What is asked: Take the line containing "Exercise. Point to the dry" and every line after it in the data below, and print them exactly as given, with nothing else.

— start —

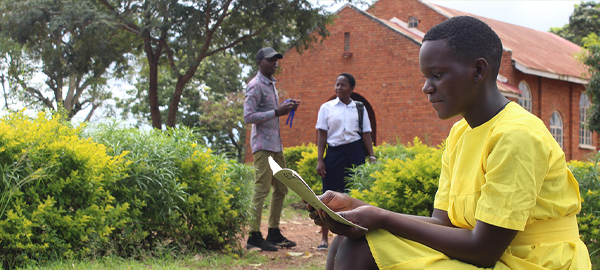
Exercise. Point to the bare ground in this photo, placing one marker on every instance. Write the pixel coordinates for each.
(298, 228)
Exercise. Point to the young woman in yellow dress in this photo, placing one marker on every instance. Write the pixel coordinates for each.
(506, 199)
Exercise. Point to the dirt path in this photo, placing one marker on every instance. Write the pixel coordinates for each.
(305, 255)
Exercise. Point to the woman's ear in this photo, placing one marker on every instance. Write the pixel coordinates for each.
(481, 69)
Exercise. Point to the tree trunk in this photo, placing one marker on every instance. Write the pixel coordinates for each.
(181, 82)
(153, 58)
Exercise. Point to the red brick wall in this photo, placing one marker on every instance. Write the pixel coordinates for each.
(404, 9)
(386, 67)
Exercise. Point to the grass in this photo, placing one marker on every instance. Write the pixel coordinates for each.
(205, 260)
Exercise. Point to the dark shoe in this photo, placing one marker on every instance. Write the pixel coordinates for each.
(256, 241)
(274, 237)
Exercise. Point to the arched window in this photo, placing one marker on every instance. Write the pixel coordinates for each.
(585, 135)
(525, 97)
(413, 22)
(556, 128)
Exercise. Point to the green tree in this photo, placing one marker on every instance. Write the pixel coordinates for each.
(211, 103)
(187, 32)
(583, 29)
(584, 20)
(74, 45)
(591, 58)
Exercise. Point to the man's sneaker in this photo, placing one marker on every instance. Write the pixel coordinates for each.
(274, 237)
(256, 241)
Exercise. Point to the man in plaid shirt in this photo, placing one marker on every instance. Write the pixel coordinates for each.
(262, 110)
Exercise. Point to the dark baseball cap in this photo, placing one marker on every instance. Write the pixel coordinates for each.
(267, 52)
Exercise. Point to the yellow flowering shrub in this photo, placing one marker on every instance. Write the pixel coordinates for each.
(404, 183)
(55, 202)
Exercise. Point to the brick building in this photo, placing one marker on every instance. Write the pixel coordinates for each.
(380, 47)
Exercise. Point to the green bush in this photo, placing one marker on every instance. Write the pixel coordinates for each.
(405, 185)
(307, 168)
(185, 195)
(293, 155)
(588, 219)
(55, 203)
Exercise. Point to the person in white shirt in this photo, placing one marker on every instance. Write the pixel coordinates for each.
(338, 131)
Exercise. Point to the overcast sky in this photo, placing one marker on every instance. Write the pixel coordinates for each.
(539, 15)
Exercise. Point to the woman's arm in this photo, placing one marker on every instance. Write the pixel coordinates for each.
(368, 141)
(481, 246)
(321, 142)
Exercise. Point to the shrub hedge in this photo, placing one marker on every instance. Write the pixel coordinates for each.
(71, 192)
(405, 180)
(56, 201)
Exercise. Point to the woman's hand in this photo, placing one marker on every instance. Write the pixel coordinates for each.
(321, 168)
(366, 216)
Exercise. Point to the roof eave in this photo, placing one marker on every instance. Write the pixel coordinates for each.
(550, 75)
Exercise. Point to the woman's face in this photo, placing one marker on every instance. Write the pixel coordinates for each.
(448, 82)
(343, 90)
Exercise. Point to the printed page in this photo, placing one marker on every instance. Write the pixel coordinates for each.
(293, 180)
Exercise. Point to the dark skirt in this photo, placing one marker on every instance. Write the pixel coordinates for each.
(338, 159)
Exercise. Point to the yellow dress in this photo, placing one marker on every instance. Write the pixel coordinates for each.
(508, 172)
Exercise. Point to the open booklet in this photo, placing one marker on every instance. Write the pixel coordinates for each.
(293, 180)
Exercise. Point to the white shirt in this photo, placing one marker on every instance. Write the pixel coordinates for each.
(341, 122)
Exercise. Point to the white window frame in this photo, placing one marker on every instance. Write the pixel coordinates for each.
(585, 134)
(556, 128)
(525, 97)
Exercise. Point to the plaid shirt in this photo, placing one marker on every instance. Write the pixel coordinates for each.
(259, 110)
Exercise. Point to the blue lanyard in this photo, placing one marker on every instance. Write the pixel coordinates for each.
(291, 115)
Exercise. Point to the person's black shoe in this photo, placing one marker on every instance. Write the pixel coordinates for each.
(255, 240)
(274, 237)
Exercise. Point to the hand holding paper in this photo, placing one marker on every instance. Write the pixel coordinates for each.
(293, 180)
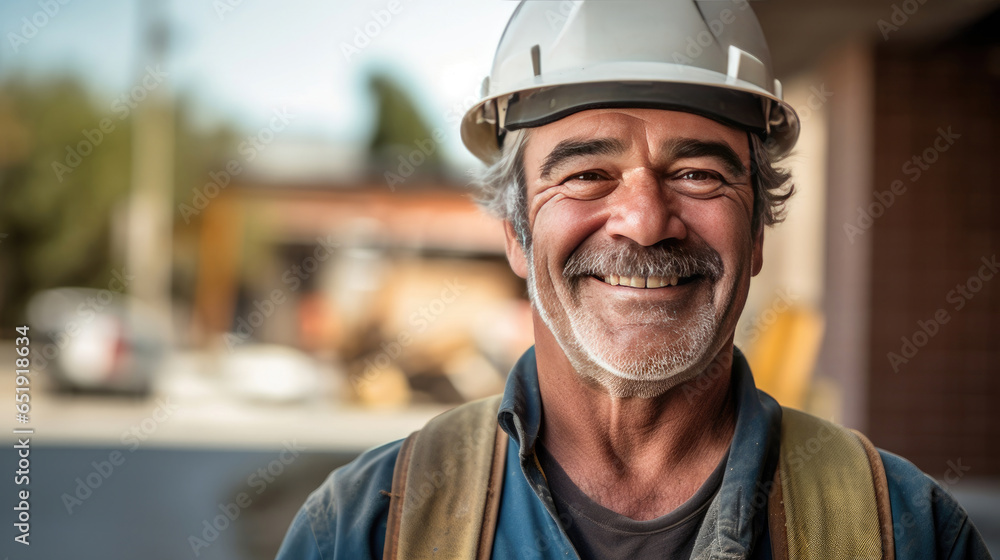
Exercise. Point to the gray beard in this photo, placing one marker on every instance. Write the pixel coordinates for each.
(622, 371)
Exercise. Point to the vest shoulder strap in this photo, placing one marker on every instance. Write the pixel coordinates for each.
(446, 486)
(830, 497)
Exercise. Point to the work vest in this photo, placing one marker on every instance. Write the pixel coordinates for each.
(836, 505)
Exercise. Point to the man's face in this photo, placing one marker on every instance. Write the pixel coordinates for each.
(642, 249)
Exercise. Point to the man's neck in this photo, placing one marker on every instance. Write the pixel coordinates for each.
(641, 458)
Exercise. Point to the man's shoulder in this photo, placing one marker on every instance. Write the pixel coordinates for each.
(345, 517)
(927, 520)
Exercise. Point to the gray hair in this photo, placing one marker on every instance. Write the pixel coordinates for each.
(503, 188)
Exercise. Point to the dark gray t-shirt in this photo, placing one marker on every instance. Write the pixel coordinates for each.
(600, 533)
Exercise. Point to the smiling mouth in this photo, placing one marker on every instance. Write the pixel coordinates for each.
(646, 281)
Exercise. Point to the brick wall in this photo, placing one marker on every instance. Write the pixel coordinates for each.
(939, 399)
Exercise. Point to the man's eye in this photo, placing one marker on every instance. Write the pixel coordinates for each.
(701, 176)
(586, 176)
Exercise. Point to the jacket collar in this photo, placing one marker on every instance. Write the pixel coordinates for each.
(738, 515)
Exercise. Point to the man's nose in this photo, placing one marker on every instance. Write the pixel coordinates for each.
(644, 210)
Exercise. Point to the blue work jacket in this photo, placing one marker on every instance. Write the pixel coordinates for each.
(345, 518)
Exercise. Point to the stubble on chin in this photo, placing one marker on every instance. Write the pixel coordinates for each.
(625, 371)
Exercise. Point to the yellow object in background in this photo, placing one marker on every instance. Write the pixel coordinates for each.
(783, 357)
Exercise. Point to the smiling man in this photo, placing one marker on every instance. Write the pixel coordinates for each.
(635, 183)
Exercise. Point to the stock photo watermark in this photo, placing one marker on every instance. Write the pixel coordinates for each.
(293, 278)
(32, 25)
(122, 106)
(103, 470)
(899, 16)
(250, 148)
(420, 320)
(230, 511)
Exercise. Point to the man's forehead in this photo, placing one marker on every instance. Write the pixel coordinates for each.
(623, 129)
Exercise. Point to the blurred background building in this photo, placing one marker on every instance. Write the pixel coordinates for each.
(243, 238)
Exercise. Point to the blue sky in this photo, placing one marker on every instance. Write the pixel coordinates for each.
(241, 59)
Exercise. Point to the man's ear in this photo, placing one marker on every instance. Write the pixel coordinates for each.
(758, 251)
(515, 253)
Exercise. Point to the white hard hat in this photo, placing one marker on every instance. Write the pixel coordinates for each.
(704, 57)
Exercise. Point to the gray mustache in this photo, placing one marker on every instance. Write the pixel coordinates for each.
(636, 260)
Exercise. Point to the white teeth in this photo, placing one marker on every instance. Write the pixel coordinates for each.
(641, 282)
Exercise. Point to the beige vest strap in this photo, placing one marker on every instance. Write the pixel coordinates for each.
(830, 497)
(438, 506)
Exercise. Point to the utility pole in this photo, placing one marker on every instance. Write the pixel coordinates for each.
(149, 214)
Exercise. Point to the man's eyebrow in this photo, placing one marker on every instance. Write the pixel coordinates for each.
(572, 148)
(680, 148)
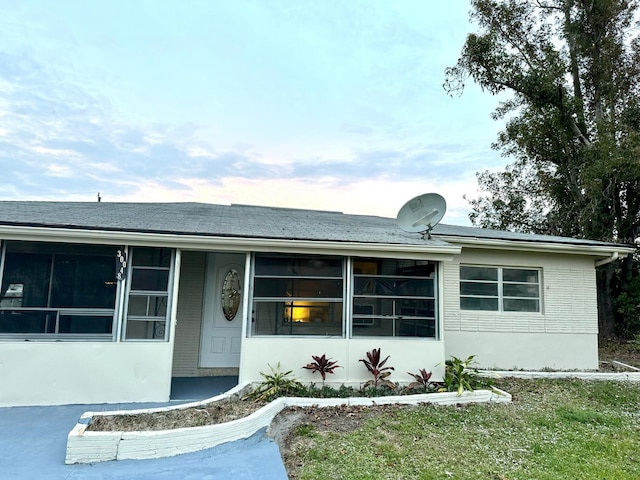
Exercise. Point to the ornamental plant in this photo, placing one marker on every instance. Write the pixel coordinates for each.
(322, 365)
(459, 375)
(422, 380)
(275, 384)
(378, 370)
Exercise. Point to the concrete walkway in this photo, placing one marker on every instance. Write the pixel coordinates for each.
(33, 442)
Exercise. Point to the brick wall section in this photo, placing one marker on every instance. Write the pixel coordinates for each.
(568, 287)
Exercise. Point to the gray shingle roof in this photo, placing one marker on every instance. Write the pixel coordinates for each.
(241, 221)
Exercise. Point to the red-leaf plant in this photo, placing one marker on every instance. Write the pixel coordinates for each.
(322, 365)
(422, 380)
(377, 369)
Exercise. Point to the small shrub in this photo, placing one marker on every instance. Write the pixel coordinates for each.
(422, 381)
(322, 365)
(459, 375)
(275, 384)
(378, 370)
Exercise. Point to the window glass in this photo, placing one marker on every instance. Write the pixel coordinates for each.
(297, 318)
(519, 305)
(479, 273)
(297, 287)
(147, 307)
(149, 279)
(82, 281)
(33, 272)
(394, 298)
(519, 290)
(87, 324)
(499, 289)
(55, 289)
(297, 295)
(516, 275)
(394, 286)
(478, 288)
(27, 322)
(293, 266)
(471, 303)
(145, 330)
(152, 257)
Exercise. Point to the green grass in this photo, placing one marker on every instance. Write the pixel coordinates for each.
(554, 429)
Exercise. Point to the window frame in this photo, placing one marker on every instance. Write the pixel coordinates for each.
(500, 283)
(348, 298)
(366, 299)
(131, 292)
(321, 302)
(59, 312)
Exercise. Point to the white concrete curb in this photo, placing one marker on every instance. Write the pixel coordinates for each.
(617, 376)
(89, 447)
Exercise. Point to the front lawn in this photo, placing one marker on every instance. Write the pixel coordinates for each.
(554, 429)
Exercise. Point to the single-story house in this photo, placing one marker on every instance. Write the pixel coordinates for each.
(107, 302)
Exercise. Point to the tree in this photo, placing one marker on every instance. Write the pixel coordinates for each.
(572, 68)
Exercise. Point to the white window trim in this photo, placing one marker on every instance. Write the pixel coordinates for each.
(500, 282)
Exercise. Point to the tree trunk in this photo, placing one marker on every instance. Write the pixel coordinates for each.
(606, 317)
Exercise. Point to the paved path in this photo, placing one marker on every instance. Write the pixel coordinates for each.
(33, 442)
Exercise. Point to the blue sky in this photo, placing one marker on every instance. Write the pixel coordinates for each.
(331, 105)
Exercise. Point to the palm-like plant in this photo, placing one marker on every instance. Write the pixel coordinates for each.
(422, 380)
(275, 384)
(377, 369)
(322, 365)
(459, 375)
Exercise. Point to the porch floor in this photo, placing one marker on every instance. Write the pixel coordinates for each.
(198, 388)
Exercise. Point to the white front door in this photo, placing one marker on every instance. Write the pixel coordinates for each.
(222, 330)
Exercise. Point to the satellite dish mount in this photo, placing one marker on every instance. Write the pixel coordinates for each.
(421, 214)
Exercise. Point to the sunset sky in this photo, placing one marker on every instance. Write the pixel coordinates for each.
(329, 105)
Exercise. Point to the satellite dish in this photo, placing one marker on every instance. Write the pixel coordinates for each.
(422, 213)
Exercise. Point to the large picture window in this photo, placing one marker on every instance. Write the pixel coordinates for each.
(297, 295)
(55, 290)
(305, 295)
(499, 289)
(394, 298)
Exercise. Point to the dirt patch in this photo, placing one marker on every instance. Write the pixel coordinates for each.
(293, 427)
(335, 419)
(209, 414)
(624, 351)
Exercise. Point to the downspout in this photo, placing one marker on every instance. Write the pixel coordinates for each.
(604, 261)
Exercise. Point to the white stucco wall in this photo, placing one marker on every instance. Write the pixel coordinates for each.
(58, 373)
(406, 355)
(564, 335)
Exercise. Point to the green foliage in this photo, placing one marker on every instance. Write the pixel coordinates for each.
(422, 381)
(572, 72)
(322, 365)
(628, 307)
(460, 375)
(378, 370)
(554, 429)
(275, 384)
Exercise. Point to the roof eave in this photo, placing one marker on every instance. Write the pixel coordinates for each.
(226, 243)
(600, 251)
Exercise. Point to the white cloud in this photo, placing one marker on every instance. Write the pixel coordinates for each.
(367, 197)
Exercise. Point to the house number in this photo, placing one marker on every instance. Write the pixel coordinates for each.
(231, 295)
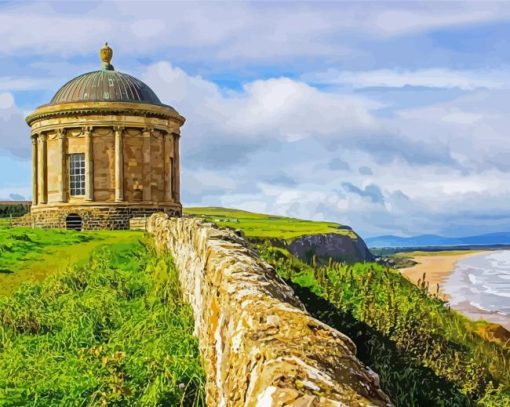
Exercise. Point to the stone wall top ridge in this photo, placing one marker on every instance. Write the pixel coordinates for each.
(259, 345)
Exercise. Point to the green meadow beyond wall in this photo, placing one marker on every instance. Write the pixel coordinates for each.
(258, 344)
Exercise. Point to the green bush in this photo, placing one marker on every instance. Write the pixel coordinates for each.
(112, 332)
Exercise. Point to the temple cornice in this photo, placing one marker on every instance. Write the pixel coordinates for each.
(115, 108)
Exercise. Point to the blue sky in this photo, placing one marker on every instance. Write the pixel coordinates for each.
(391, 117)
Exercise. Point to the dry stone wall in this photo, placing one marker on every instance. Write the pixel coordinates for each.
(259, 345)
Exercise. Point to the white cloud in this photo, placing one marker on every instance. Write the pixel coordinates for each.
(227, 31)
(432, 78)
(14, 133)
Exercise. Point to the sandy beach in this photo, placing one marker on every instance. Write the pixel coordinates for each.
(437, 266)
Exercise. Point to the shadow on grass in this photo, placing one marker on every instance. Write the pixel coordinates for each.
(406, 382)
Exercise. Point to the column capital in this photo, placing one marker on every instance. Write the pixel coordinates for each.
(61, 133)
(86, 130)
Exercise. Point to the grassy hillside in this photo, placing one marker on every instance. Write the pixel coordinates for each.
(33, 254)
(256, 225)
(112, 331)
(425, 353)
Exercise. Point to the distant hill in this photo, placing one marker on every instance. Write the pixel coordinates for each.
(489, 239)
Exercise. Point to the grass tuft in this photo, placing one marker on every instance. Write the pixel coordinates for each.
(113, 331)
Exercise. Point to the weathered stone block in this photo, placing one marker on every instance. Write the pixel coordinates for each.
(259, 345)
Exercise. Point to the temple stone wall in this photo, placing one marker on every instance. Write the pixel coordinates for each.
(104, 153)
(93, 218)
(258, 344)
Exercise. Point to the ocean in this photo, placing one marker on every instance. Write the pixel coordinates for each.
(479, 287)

— end —

Response to this exercise:
Exercise. Point to the dry stone wall in this photo, placing one marker on every instance. Write the pixel coordinates for each.
(259, 345)
Exercise. Point to the white cloud in this photo, placing one marker on every instance. Write the pixel coordinates for each.
(227, 31)
(432, 78)
(14, 133)
Exercise. Point to the sandy beach in this photo, placing one marker on every instance. Write the pixel coordinates for each.
(437, 266)
Exercise. Point to the shadow on grass in this photo, placing one marker on every instance. Write the pixel coordinates for each.
(406, 382)
Exercise. Point to the column capital in this photo, placing one marker on every instance. Write the pixel coordinates for each.
(61, 133)
(86, 130)
Exercise. Point to the grassy hillside in this photo, placing one marker on every instance. Write the pixel coordinates for each.
(33, 254)
(256, 225)
(112, 331)
(425, 353)
Exercise. Point to the distant hill in this photo, placing one marker on every instance. Write the pixel coordinates for each.
(489, 239)
Exercise. Point to the grass tuft in this photo, placing one marker on every instance. Write the pixel coordinates for each.
(113, 331)
Exercise. Point to the weathered stone block in this photo, placing one marker on every instance. Write the pixel coordinates for each.
(259, 345)
Exercise. Point to the temple stone wall in this photo, placing one marker on every instance. Write the pixel coordinates for each.
(104, 153)
(93, 218)
(258, 344)
Exercise. Point to the ocean in this photo, placing one marker on every instance. Write the pixel coordinates for each.
(479, 287)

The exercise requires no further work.